— Begin RECORDS SUPPLIED —

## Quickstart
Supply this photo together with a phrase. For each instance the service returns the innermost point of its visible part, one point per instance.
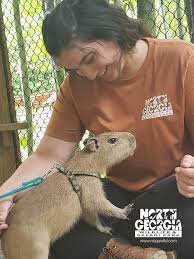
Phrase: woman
(121, 79)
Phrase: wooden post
(10, 156)
(24, 72)
(192, 21)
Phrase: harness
(71, 175)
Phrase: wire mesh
(34, 78)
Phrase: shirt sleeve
(189, 98)
(65, 122)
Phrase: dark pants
(85, 242)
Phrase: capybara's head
(110, 148)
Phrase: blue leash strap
(24, 186)
(33, 182)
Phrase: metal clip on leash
(33, 182)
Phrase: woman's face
(98, 59)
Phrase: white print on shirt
(157, 106)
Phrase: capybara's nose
(132, 141)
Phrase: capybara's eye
(112, 140)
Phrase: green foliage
(41, 76)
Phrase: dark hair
(89, 20)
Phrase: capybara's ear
(92, 144)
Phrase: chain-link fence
(34, 79)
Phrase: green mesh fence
(34, 78)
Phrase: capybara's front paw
(105, 229)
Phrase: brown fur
(51, 209)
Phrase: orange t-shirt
(156, 105)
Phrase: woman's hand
(185, 176)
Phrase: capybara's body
(51, 209)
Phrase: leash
(36, 181)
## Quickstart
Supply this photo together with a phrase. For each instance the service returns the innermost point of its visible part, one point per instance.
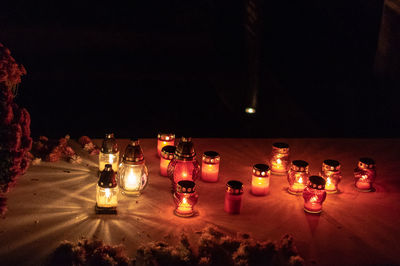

— End RECORDS SUPPLIED —

> _WORK TO DO_
Render every line of the records above as a JSON list of strings, one string per line. Omit blank lines and leave the pictures out.

> _OUTPUT OF THE TASK_
[
  "## Quickstart",
  "Supply this photo together with a phrase. For each instance the service returns the innermost point of its visible part, one point per instance.",
  "Phrase: woman",
  "(121, 79)",
  "Phrase: wooden post",
  "(10, 156)",
  "(24, 72)",
  "(192, 21)",
  "Phrase: harness",
  "(71, 175)",
  "Phrase: wire mesh",
  "(34, 78)",
  "Phrase: shirt sleeve",
  "(189, 98)",
  "(65, 122)",
  "Phrase: dark pants",
  "(85, 242)",
  "Phrase: capybara's head",
  "(110, 148)",
  "Phrase: blue leash strap",
  "(24, 186)",
  "(33, 182)",
  "Phrase: metal clip on leash",
  "(33, 182)",
  "Phrase: woman's face",
  "(98, 59)",
  "Phrase: white print on shirt",
  "(157, 106)",
  "Phrase: capybara's nose",
  "(132, 141)",
  "Phrase: capybara's eye",
  "(112, 140)",
  "Phrase: green foliage",
  "(41, 76)",
  "Phrase: dark hair",
  "(89, 20)",
  "Phrase: capybara's ear",
  "(92, 144)",
  "Phrase: chain-link fence",
  "(34, 79)",
  "Phrase: green mesh fence",
  "(34, 78)",
  "Phrase: capybara's front paw",
  "(105, 229)",
  "Phrase: brown fur",
  "(51, 209)",
  "Phrase: orange t-shirt",
  "(156, 105)",
  "Phrase: woman's hand",
  "(185, 176)",
  "Phrase: capybara's body",
  "(51, 209)",
  "Phrase: leash",
  "(36, 181)",
  "## Quickstart",
  "Supply this photo together with a phrase. For each instance the service returns the innermost point of its visible part, one point per instance."
]